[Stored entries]
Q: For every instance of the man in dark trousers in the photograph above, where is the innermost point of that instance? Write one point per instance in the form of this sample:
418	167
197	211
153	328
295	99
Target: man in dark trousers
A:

### [Problem to work on]
Give the number of lines in the records where the word "trousers" occurs, and add nothing.

### [Reply]
2